**Your instructions:** Arrange every line of the listing below as a numbered list, skipping any blank lines. Leave the pictures out of your answer.

+++ Input for this task

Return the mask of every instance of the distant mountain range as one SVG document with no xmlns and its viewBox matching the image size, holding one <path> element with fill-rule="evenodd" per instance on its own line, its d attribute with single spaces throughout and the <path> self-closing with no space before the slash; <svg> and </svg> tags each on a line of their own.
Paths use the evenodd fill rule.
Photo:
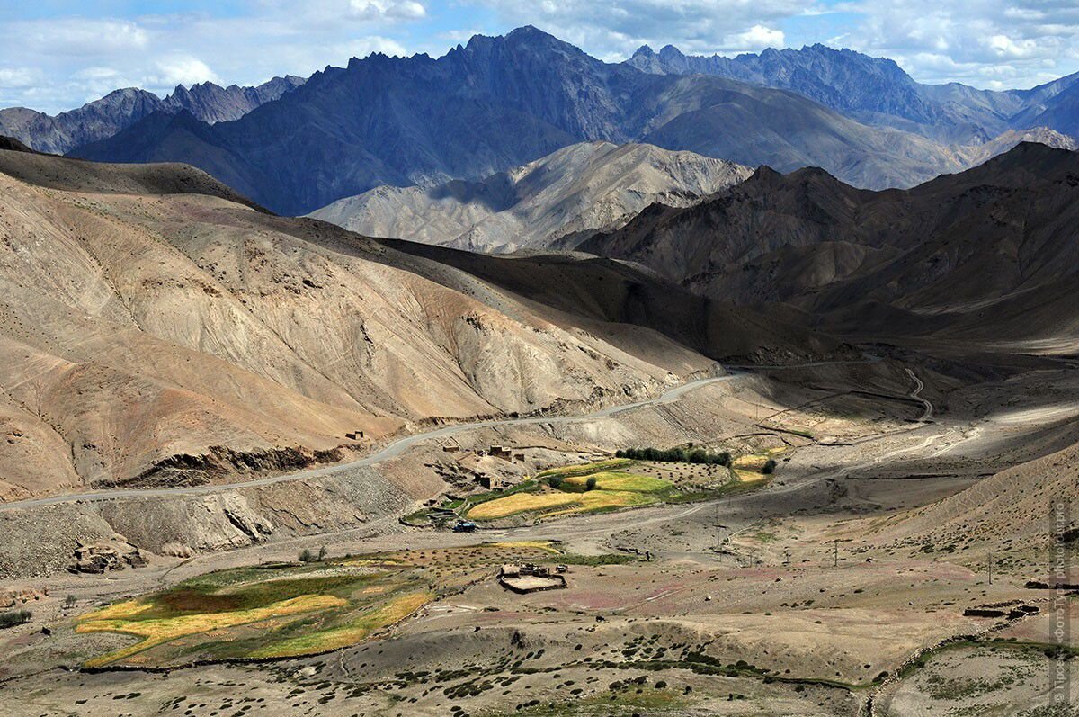
<svg viewBox="0 0 1079 717">
<path fill-rule="evenodd" d="M 353 59 L 295 90 L 275 86 L 269 102 L 199 85 L 190 91 L 197 99 L 177 91 L 156 106 L 124 91 L 74 110 L 85 120 L 58 116 L 39 131 L 19 116 L 12 133 L 37 149 L 78 145 L 73 157 L 187 162 L 283 214 L 380 186 L 481 181 L 583 141 L 651 144 L 780 172 L 821 166 L 880 189 L 962 171 L 1030 130 L 1066 146 L 1038 123 L 1077 128 L 1074 79 L 1003 93 L 932 87 L 890 60 L 820 45 L 736 58 L 642 49 L 607 64 L 524 27 L 476 36 L 438 59 Z"/>
<path fill-rule="evenodd" d="M 617 261 L 369 240 L 190 166 L 0 147 L 0 501 L 298 468 L 357 429 L 846 353 Z"/>
<path fill-rule="evenodd" d="M 1079 342 L 1076 226 L 1079 152 L 1023 143 L 910 190 L 762 167 L 692 207 L 654 205 L 582 249 L 848 336 Z"/>
<path fill-rule="evenodd" d="M 752 173 L 652 145 L 582 143 L 481 181 L 378 187 L 311 216 L 369 236 L 483 252 L 547 249 L 617 229 L 655 202 L 686 206 Z"/>
<path fill-rule="evenodd" d="M 1008 130 L 1047 126 L 1075 134 L 1079 73 L 1032 90 L 920 84 L 893 60 L 815 44 L 759 55 L 684 55 L 672 45 L 640 48 L 627 65 L 658 75 L 711 75 L 791 90 L 860 122 L 892 126 L 947 144 L 976 145 Z"/>
<path fill-rule="evenodd" d="M 209 124 L 236 120 L 301 84 L 303 78 L 292 76 L 275 77 L 256 87 L 234 84 L 221 87 L 203 82 L 191 89 L 178 85 L 164 99 L 146 90 L 127 87 L 54 117 L 25 107 L 12 107 L 0 109 L 0 135 L 17 137 L 41 152 L 63 154 L 111 137 L 153 112 L 186 110 Z"/>
</svg>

++++++

**Response to the task:**
1. Return the mask of every instance of the distant mountain range as one SVG document with no xmlns and its viewBox matching the image size, holding one <path> element with fill-rule="evenodd" per instance on its own line, its d attribute with single spaces throughout and the <path> self-closing with no space before the slash; <svg> and </svg> tags each on a line of their own.
2. Paths use the evenodd fill rule.
3. Photo:
4. <svg viewBox="0 0 1079 717">
5. <path fill-rule="evenodd" d="M 353 59 L 295 90 L 275 86 L 269 102 L 199 85 L 190 91 L 197 99 L 177 91 L 156 106 L 124 91 L 74 110 L 85 120 L 58 116 L 39 131 L 19 116 L 12 133 L 37 149 L 78 145 L 73 157 L 187 162 L 283 214 L 380 186 L 481 181 L 583 141 L 651 144 L 780 172 L 821 166 L 880 189 L 962 171 L 1030 130 L 1066 146 L 1038 123 L 1077 128 L 1074 79 L 1003 93 L 932 87 L 890 60 L 820 45 L 736 58 L 642 49 L 607 64 L 524 27 L 476 36 L 438 59 Z"/>
6. <path fill-rule="evenodd" d="M 617 261 L 369 240 L 190 166 L 0 147 L 0 501 L 298 468 L 357 429 L 846 353 Z"/>
7. <path fill-rule="evenodd" d="M 1079 342 L 1076 226 L 1079 152 L 1023 143 L 910 190 L 762 167 L 692 207 L 654 205 L 582 249 L 848 336 Z"/>
8. <path fill-rule="evenodd" d="M 752 173 L 652 145 L 582 143 L 481 181 L 378 187 L 311 216 L 369 236 L 483 252 L 547 249 L 617 229 L 655 202 L 686 206 Z"/>
9. <path fill-rule="evenodd" d="M 1008 130 L 1047 126 L 1075 134 L 1079 73 L 1032 90 L 920 84 L 893 60 L 815 44 L 759 55 L 684 55 L 672 45 L 640 48 L 627 65 L 658 75 L 711 75 L 791 90 L 860 122 L 892 126 L 947 144 L 976 145 Z"/>
10. <path fill-rule="evenodd" d="M 209 124 L 236 120 L 301 84 L 303 78 L 292 76 L 275 77 L 256 87 L 234 84 L 221 87 L 203 82 L 191 89 L 178 85 L 164 99 L 146 90 L 127 87 L 54 117 L 25 107 L 12 107 L 0 109 L 0 135 L 17 137 L 41 152 L 63 154 L 111 137 L 153 112 L 186 110 Z"/>
11. </svg>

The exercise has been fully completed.